* _GIVEN TEXT_:
============================================================

Students taking drugs is not news to most people, but contrary to popular belief students are not as involved with illegal substances as the media and popular shows like skins would have you believe.
Only about 2 in 5 students are regular drug users, and the most commonly used substances are weed, cocaine, ecstasy and nitrous oxide.
Despite the moral panic of students bingeing on class A drugs the most frequently used is cannabis, a class C substance.
The report issued by the NUS argues that universities should stop penalising students for seeking help relating to drugs or reporting drug use to the university.
Source: NUS, Release (the national centre of expertise on drugs and drugs law). Base: 2,810 UK-based students.
The report by the NUS describes student drug use as ‘complex’ some students suggest taking drugs has helped them attend lectures and complete work, while 60% claim to have missed a lecture due to their drug use.
The findings show punishing drug use or involving the police does not reflect the students wants and needs, in fact 50% of students who took the survey said they disagreed with the statement “My university/college’s drugs policy does not do enough to punish students who take drugs”. This compounds that in many cases universities may act as a barrier to students seeking help surround substance abuse.

============================================================

* _RECORD EXCERPTS_:

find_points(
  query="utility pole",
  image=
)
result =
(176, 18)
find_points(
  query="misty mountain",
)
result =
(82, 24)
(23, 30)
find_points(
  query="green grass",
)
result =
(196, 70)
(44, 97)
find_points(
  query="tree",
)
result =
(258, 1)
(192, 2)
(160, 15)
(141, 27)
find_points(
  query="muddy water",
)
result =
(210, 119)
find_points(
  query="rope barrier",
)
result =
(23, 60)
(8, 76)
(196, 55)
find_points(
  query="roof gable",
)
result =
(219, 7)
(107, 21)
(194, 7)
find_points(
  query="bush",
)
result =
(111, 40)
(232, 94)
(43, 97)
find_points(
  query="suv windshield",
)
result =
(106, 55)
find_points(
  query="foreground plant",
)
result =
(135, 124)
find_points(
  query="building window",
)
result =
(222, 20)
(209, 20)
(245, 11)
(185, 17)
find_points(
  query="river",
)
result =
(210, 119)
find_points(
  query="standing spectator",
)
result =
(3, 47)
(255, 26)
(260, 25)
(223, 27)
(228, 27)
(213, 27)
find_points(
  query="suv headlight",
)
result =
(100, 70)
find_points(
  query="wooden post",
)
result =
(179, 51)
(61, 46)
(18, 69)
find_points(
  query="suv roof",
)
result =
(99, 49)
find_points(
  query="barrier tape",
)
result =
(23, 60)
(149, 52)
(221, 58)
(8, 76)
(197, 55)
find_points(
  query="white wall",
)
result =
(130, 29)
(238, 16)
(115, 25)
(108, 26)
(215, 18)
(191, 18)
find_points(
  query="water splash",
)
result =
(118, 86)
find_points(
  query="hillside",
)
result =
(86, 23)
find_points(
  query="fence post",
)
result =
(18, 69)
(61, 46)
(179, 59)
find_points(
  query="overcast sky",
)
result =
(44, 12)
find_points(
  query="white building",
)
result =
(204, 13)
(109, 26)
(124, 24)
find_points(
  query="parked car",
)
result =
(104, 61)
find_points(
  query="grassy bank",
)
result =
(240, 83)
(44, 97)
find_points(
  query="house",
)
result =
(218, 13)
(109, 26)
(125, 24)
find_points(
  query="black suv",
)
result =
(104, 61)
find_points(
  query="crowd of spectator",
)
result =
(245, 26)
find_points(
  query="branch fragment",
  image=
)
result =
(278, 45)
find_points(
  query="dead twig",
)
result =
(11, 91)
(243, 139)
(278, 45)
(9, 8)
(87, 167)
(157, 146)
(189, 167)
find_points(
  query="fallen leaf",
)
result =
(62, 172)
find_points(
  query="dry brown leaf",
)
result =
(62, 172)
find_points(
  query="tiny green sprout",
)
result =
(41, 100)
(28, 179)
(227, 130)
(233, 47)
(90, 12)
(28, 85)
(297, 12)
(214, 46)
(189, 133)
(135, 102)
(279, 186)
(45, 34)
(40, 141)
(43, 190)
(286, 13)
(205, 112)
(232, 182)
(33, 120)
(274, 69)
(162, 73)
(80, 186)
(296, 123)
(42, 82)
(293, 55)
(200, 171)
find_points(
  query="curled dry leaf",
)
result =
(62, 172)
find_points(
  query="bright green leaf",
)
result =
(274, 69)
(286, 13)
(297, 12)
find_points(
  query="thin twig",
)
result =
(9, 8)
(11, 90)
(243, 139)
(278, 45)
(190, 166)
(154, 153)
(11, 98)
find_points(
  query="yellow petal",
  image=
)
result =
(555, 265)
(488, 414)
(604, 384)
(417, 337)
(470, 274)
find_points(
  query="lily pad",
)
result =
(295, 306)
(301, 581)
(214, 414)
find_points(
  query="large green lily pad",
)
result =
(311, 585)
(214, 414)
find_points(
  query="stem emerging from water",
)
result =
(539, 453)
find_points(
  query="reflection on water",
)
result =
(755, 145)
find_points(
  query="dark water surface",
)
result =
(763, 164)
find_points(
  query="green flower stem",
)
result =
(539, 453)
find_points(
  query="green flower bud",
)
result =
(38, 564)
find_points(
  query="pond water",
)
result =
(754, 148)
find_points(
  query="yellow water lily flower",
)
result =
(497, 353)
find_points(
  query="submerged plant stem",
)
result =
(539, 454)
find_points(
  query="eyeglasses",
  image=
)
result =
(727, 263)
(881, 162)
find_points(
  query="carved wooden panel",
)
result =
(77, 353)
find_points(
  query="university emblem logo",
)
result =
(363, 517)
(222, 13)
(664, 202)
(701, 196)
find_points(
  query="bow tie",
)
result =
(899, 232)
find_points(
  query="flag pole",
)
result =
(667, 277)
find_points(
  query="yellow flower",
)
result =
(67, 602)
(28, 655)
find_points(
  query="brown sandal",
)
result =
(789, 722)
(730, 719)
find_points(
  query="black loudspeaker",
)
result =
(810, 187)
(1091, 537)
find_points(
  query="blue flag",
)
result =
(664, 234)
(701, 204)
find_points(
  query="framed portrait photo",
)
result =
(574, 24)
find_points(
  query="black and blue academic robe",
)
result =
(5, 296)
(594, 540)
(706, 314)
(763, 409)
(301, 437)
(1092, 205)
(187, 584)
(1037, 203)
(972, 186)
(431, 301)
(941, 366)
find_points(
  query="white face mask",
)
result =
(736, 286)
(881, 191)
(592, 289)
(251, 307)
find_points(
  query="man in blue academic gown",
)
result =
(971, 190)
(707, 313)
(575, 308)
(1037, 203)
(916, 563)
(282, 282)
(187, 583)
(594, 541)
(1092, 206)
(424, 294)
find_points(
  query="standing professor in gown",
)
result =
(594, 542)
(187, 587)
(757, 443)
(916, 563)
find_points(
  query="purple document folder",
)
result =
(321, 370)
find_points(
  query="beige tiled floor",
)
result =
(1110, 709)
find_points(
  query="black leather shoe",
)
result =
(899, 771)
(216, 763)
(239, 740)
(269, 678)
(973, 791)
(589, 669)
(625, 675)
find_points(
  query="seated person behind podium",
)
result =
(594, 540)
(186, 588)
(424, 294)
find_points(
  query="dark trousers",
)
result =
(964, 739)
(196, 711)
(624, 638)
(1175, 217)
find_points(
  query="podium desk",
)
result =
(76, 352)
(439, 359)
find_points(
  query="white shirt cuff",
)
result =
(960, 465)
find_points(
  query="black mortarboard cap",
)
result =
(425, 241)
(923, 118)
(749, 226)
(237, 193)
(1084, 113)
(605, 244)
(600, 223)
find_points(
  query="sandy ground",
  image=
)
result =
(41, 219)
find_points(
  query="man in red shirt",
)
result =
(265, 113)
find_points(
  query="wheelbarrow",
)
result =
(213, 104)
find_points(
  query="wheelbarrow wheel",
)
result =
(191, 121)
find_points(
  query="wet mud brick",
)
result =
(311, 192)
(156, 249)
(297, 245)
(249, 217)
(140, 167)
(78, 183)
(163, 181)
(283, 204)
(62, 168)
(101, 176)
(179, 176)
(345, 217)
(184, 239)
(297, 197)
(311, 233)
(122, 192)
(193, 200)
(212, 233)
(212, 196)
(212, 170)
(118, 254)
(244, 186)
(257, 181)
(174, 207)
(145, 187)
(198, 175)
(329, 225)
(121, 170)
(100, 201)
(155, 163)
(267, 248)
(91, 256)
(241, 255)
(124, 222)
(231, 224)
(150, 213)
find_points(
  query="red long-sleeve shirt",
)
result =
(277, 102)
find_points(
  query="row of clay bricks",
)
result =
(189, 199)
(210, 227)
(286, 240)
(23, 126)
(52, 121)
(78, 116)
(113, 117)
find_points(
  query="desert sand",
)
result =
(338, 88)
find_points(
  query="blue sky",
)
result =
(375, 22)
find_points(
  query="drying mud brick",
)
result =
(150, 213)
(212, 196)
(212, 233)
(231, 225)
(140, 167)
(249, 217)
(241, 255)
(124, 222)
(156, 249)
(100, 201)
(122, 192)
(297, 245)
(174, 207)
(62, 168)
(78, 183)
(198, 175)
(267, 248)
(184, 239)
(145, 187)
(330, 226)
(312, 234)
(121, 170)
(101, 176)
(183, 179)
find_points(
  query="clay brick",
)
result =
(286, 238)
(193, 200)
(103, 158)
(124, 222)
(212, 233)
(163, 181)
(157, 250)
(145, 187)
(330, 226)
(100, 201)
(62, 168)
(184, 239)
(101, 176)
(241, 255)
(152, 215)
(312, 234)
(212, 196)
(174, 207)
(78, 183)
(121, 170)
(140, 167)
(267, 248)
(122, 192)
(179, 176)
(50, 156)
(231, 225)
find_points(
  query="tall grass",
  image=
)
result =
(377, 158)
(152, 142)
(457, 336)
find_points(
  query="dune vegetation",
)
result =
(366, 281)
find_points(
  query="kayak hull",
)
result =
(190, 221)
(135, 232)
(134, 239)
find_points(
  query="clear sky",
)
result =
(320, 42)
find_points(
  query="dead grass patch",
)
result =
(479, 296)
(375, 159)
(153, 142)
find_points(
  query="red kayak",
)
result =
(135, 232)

============================================================

* _EXERCISE INSTRUCTIONS_:
**1)** Reproduce the text on student drug use word for word, from "Despite the moral" up to and including "to the university.".
**2)** In the text on student drug use, how many students make up the base for the figures?
The rows are separate from the text on student drug use and don't belong to it.

* _RESULTS BY TASK_:
**1)**
Despite the moral panic of students bingeing on class A drugs the most frequently used is cannabis, a class C substance.
The report issued by the NUS argues that universities should stop penalising students for seeking help relating to drugs or reporting drug use to the university.

**2)** 2,810 UK-based students.